Un blog apasionado, incondicional y sobre todo inútil sobre esos objetos planos, inanimados, caros, arcaicos, sin sonido estereofónico, sin efectos especiales, y sin embargo maravillosos llamados libros.

miércoles, 30 de abril de 2014

Los primeros mexicanos I

Habitación de Montaigne
Recapitulo: contaba en la entrega anterior que, apenas transcurridos unos setenta años de la caída del imperio azteca, Montaigne escribió en el último de sus Ensayos que, al nacer, los mexicanos eran bienvenidos a la existencia con la siguientes palabras: “Hijo, viniste al mundo para pasar trabajos: resiste, sufre y calla”. Y alegaba yo que al traer a cuento como ejemplo de estoicismo a los mexicanos el renacentista francés no podía estarse refiriendo a otros sino a la población originaria de estas tierras, esto es, a los indígenas. A finales del siglo XVI, México no existía ni como unidad política ni como entidad cultural: corrían los primeros años de la Nueva España y del mestizaje, y con el gentilicio Montaigne sólo aludía a los mexicanos que ya lo eran desde antes de la llegada de las huestes de Cortés y sus aliados a la gran Tenochtitlán, esto es, a los mexicas, y sólo por extensión al resto de los pueblos oriundos de estas tierras del Nuevo Mundo. ¿Desde cuándo entonces y por quiénes comenzó a emplearse el adjetivo mexicano para denominar a todos los nacidos en lo que luego se llamaría, efectivamente, México?

- **Extractos del listado**
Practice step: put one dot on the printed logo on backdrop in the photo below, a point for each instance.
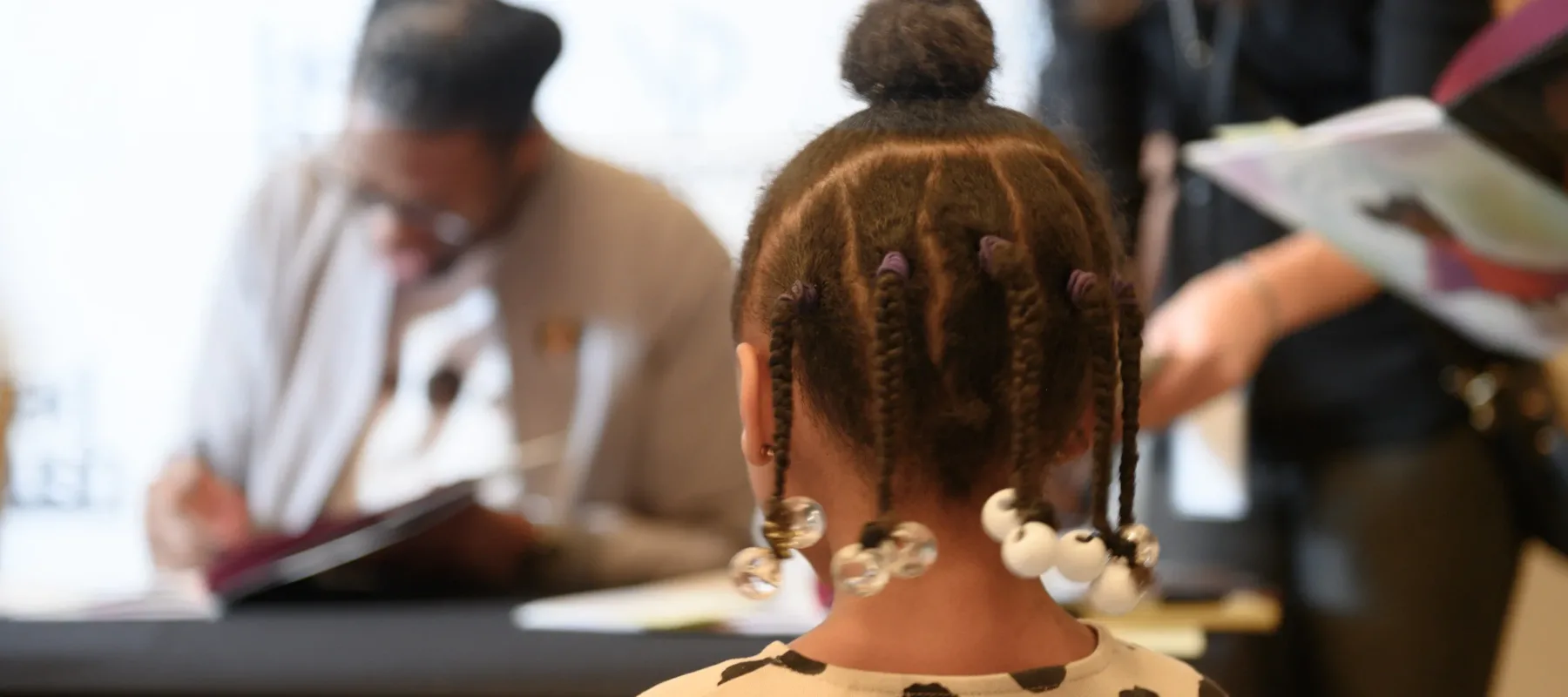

---

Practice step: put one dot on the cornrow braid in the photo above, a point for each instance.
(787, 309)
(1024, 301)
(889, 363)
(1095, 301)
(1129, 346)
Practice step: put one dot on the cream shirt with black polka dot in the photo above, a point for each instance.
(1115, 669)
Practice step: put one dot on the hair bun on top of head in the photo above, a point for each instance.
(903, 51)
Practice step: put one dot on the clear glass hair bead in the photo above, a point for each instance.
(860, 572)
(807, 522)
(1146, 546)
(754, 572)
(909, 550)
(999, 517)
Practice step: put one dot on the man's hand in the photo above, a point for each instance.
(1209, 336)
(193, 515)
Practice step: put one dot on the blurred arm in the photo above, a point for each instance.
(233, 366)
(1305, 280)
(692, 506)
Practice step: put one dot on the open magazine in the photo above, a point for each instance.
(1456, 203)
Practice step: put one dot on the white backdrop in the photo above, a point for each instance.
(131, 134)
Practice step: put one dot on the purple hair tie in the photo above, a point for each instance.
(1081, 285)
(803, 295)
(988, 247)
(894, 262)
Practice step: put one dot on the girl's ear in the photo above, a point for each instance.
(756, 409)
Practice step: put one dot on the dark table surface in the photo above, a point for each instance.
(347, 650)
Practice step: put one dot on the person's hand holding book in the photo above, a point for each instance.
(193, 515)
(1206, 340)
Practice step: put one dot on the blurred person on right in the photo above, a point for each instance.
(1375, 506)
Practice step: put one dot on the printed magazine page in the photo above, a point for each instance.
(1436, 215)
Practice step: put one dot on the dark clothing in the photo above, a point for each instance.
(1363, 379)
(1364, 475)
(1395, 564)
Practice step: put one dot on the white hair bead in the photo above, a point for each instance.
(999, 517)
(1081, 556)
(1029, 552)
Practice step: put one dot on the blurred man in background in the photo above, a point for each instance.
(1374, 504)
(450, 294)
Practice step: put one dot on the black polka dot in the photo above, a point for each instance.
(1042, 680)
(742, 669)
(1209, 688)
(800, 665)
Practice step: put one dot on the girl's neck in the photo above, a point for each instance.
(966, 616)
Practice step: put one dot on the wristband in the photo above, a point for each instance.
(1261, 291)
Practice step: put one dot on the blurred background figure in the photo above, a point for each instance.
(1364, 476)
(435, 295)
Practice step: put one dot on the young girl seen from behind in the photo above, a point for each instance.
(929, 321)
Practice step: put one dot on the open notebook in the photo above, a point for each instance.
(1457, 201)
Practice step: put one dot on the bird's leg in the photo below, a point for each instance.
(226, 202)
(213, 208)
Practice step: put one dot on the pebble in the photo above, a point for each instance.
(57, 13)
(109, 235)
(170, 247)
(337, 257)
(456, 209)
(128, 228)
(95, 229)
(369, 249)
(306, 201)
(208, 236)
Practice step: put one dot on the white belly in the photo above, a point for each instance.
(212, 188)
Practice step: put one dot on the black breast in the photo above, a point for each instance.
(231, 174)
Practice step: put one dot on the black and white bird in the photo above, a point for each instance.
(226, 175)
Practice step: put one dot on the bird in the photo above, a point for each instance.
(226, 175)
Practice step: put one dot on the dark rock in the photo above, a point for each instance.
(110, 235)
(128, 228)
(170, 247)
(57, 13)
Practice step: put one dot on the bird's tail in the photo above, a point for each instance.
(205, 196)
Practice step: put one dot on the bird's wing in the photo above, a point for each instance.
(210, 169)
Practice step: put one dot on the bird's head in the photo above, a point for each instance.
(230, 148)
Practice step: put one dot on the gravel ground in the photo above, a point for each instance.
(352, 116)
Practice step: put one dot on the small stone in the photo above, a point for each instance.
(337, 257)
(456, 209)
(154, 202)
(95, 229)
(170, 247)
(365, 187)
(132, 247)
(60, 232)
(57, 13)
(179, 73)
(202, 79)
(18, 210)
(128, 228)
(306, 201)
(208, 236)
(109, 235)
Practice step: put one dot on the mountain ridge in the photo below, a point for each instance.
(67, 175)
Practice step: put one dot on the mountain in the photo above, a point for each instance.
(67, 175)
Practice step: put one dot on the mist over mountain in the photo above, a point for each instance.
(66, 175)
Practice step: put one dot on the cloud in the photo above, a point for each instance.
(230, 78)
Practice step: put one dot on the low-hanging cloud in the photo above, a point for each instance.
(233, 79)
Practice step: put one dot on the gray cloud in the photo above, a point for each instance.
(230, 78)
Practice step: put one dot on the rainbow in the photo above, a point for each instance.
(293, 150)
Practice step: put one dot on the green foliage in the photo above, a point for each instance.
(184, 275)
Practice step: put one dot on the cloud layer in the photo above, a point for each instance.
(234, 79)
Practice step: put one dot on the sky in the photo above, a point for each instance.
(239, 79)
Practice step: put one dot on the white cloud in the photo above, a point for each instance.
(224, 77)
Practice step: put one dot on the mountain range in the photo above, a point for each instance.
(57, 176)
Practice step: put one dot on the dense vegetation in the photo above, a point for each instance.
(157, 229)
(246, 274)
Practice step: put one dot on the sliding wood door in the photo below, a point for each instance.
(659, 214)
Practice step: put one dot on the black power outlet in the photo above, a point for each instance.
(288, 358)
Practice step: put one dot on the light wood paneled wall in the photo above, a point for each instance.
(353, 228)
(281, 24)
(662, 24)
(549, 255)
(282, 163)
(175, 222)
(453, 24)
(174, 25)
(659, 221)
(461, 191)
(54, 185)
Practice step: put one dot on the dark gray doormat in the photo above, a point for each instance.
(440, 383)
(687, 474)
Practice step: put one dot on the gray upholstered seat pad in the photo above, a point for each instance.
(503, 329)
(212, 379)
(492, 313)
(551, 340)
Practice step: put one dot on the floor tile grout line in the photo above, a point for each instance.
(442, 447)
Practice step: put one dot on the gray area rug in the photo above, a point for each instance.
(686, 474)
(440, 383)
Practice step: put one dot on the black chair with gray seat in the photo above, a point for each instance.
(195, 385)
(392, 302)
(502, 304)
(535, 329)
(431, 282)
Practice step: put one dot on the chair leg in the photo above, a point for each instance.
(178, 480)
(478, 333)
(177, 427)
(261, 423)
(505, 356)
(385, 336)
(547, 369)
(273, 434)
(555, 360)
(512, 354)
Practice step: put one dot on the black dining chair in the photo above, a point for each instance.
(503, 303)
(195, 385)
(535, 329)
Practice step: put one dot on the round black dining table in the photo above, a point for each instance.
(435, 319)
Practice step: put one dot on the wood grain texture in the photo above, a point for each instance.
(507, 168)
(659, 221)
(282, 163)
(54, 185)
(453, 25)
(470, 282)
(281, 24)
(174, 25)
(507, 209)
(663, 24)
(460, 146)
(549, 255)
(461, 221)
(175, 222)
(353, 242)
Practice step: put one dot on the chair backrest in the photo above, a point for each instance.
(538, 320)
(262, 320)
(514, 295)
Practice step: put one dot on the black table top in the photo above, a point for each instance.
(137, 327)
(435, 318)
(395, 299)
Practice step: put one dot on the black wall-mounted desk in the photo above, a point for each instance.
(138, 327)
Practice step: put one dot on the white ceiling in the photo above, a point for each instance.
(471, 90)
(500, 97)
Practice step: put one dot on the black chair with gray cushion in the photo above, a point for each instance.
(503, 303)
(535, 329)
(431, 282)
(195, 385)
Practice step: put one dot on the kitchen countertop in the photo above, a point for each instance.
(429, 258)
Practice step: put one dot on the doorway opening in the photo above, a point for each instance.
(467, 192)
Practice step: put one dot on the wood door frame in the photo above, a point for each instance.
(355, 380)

- **Requisitos del ejercicio**
Prosiga el texto sobre Montaigne y los primeros mexicanos a partir de su última oración.

- **Respuesta del ejercicio**
Íñigo de Loyola
En 1533 sucedió que, en Inglaterra, el monarca Enrique VIII fue excomulgado por el Papa Clemente VII; en Perú, el último emperador inca, Atahualpa, fue ejecutado por los soldados de Francisco Pizarro; y en la ciudad de México el obispo Juan de Zumárraga fundó el Colegio de Santa Cruz de Tlatelolco, en donde fray Bernardino de Sahagún enseñaría latín a algunos sobrevivientes de la antigua aristocracia azteca. Es el mismo año en el cual nació Michel Eyquem de Montaigne en Burdeos, a menos de seiscientos kilómetros de distancia de París, ciudad asiento de la Universidad en la cual un español llamado Íñigo organizaba entonces al grupo de estudiantes con el cual un año después fundaría la Sociedad de Jesús. Íñigo de Loyola se cambiaría después el nombre por Ignacio, y su grupo, siete años después sería reconocida por el Papa Pablo III como una nueva orden religiosa, la Compañía de Jesús.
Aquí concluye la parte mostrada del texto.